╭─ MATERIAL PROVIDED

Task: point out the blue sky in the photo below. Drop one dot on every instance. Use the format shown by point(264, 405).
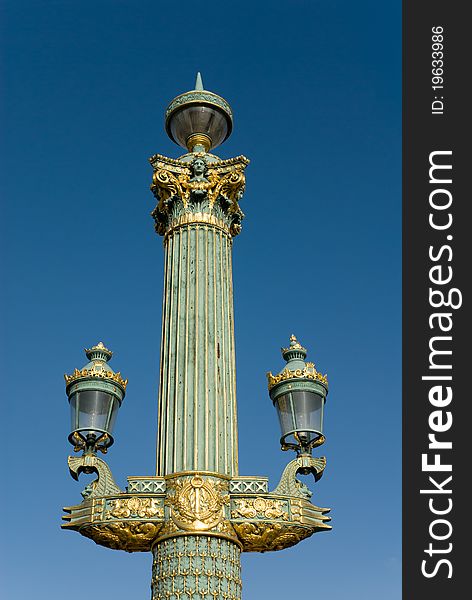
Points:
point(315, 90)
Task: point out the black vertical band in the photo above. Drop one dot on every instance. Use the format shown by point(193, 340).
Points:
point(436, 303)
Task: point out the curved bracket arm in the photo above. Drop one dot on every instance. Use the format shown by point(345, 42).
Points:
point(104, 485)
point(289, 484)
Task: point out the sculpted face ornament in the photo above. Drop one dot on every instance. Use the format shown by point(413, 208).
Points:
point(199, 168)
point(197, 505)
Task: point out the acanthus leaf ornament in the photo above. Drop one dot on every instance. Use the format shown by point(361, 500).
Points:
point(201, 191)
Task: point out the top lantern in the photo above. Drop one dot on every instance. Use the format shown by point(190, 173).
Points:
point(199, 120)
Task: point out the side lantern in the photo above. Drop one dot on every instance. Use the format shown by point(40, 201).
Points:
point(299, 395)
point(95, 394)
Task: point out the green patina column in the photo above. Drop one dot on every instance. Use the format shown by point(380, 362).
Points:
point(197, 514)
point(197, 427)
point(197, 555)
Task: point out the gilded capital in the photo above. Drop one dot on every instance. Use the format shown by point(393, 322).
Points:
point(198, 188)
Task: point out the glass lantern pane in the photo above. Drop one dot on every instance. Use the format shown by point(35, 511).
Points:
point(285, 413)
point(308, 411)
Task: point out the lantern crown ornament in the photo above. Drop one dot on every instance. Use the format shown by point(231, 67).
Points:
point(95, 394)
point(199, 120)
point(299, 393)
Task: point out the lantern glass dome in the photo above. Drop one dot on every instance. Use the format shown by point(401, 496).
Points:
point(93, 412)
point(301, 419)
point(198, 119)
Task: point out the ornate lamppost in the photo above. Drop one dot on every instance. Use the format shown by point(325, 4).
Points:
point(197, 514)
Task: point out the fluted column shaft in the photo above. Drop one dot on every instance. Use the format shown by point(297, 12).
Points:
point(197, 428)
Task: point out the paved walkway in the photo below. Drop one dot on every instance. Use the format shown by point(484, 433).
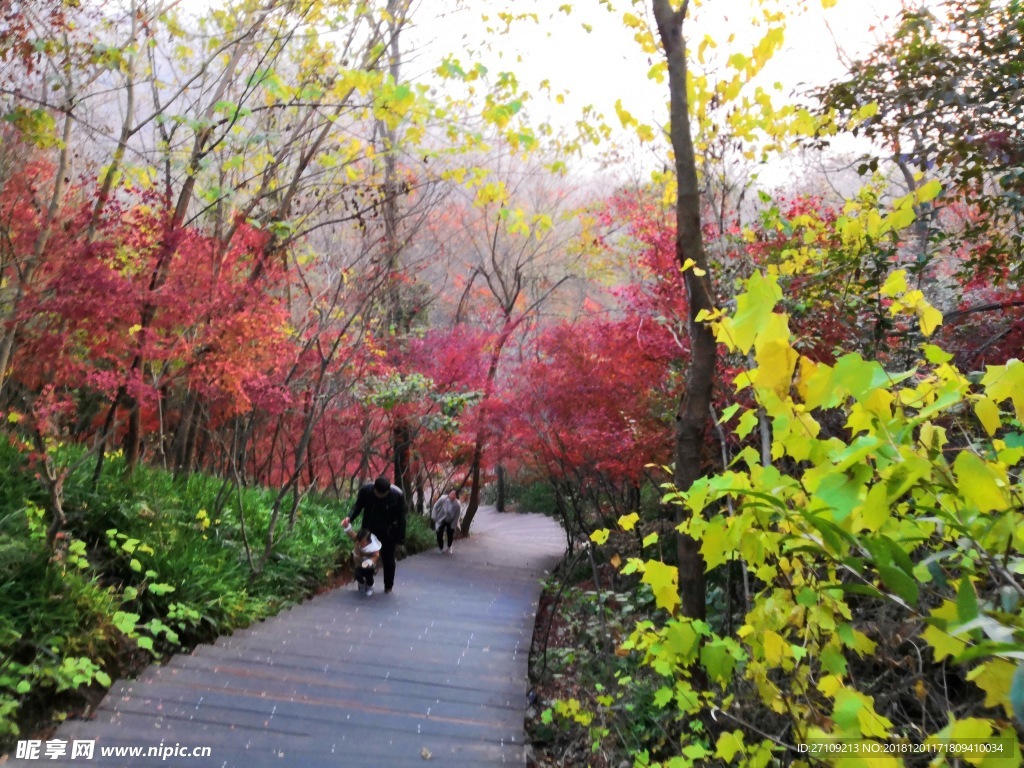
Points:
point(432, 674)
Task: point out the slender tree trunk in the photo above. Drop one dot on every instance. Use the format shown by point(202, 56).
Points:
point(500, 502)
point(691, 417)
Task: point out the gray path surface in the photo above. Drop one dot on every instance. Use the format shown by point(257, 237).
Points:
point(431, 675)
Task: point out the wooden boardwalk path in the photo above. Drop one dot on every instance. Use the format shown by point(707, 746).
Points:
point(431, 675)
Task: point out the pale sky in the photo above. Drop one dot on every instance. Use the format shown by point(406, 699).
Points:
point(605, 65)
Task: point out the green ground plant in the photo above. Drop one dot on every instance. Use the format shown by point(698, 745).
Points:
point(150, 564)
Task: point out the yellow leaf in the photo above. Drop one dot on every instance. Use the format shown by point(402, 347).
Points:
point(729, 744)
point(776, 361)
point(895, 284)
point(628, 522)
point(1007, 382)
point(988, 414)
point(664, 581)
point(600, 536)
point(775, 647)
point(994, 677)
point(928, 316)
point(981, 483)
point(943, 643)
point(713, 544)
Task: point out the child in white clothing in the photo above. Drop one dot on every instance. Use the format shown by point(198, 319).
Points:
point(366, 553)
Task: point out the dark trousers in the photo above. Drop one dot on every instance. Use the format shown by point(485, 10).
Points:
point(441, 528)
point(387, 559)
point(365, 576)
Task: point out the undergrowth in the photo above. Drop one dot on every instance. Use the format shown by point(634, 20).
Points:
point(148, 565)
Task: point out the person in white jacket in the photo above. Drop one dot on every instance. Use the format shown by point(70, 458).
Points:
point(445, 516)
point(366, 553)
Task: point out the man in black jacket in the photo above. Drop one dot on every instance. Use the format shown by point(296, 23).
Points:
point(383, 508)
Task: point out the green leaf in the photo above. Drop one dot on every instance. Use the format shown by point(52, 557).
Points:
point(600, 536)
point(901, 584)
point(1017, 693)
point(967, 601)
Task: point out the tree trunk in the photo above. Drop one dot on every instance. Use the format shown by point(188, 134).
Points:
point(500, 501)
point(691, 417)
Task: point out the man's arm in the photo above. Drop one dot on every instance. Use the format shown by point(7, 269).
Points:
point(357, 508)
point(401, 516)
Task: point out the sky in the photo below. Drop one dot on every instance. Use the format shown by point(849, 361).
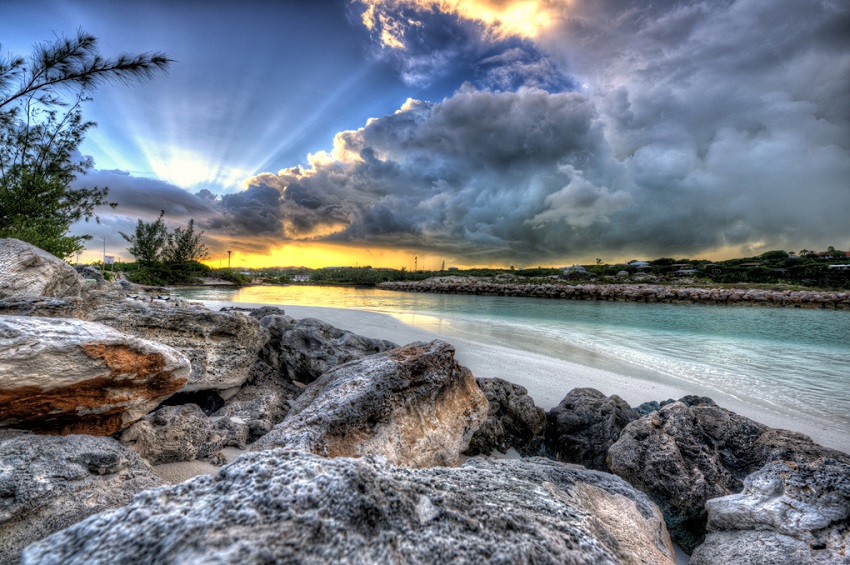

╰─

## WHAT IS BEING ASKED
Print the entries above word for word, without pictures.

## ANSWER FOR THIS EXERCISE
Task: point out the blue sky in the photo below. Drop one dot on every instance. Use the format shown by point(264, 405).
Points:
point(315, 90)
Task: point out the black vertical band in the photo above. Drop one dot on every instance. Use the format shown by point(193, 340).
Points:
point(436, 303)
Task: point out the curved bracket arm in the photo above. Drop one dot on every instance. Use the format shown by point(345, 42).
Points:
point(104, 485)
point(289, 484)
Task: point out the sculpted face ornament in the photo above. Drop one dot on every instance. Use the format shown by point(413, 208).
Points:
point(199, 168)
point(197, 505)
Task: point out the acanthus leaf ornament in the photo above. Drop one dot on every instance. Use the format shown by point(361, 500).
Points:
point(201, 191)
Task: point out the top lantern in the photo above. Drop one dot on every instance. Use the format shown by point(190, 173).
Points:
point(199, 120)
Task: point out the side lantern in the photo above. Drop one dot on every instance. Use the format shown by point(40, 201).
Points:
point(299, 395)
point(95, 394)
Task: point out the green patina column in the photo above. Drop one dot on every instance. Use the format shown by point(380, 362).
Points:
point(197, 514)
point(197, 427)
point(197, 555)
Task: point out the gilded capital in the photo above. Drop one dot on every instance. Use the format shown by point(393, 322).
Points:
point(198, 188)
Task: point out the glass lantern pane in the photo above. Drop one dot on every instance. Use the format shown by point(35, 511).
Points:
point(285, 413)
point(308, 411)
Task: point out the lantern crown ornament in the photo above. Drop one dot on every instance. Use the format shown by point(231, 67).
Points:
point(95, 394)
point(199, 120)
point(299, 393)
Task: point out the lantern glass dome in the photo above. Drop one dot on every instance. Use the format shown by point(401, 496).
Points:
point(93, 412)
point(301, 419)
point(198, 119)
Task: point out the ornate lamppost in the photo above. Drop one dot on every instance. Use the format shown by point(325, 4).
Points:
point(197, 514)
Task: point out the fluted column shaft in the photo above. Drop one dot on every instance. Use the format shown by point(297, 12).
Points:
point(197, 428)
Task: point out the paved walkway in the photo below. Drop one dot on every instance. Use the format shown by point(484, 433).
Points:
point(432, 674)
Task: point out the slender tree trunk in the photo above. Drop one dot on every instance. Use the format shown by point(202, 56).
Points:
point(500, 502)
point(691, 417)
Task: point out the gray path surface in the photo above. Drop one dot on every instance. Use the format shown by point(257, 237).
Points:
point(431, 675)
Task: point out the wooden boardwalk path in the photo above. Drop one dot on every instance. Use the format shown by point(707, 746).
Points:
point(431, 675)
Task: point out the pale sky in the photo above. Drop one dot on every instance. Use the format shown by point(406, 699).
Points:
point(605, 65)
Task: point out the green ground plant in the photo above. Drop one dot on every instance. Use the format shown by point(698, 745).
Points:
point(150, 564)
Task: point out the yellow leaf in the photo above. Drop one dot on every instance. Use the format shown by point(402, 347).
Points:
point(729, 744)
point(776, 361)
point(895, 284)
point(628, 522)
point(1007, 382)
point(988, 414)
point(664, 581)
point(600, 536)
point(775, 647)
point(994, 677)
point(928, 316)
point(981, 483)
point(943, 643)
point(713, 544)
Task: point out the child in white clothing in the photo above. Drop one dot on every instance. Use the format shown by point(198, 319).
Points:
point(366, 553)
Task: point out the dark trousers in the photo above. Drop one dot on every instance. Use the format shown by point(485, 10).
Points:
point(441, 528)
point(387, 559)
point(365, 576)
Task: point out the undergrowth in the photo above. Drop one dot on every instance. Use the format shown by point(634, 20).
Points:
point(148, 565)
Task: point out the person in white jacket in the photo above. Drop one dot on every instance. Use the format shown by point(70, 458).
Points:
point(445, 516)
point(366, 553)
Task: point out the man in black jacket in the photo above. Drop one dot on every instance. Use the format shown by point(296, 23).
Points:
point(383, 508)
Task: point out the green leaf in the photo above. Drop one dot on every instance. Use the format shown by point(52, 557).
Points:
point(600, 536)
point(901, 584)
point(1017, 693)
point(967, 601)
Task: point out the tree trunk in the photo above. Drop one dot on every instance. Use the format shown by point(188, 134).
Points:
point(500, 501)
point(691, 417)
Task: point out the man's arm in the photo above. Drop one dot on every instance. Use the format shown by point(7, 269).
Points:
point(357, 508)
point(401, 516)
Task: point out the sky in the photo below. Drop one dot on every instance. Use the format shown by point(849, 361).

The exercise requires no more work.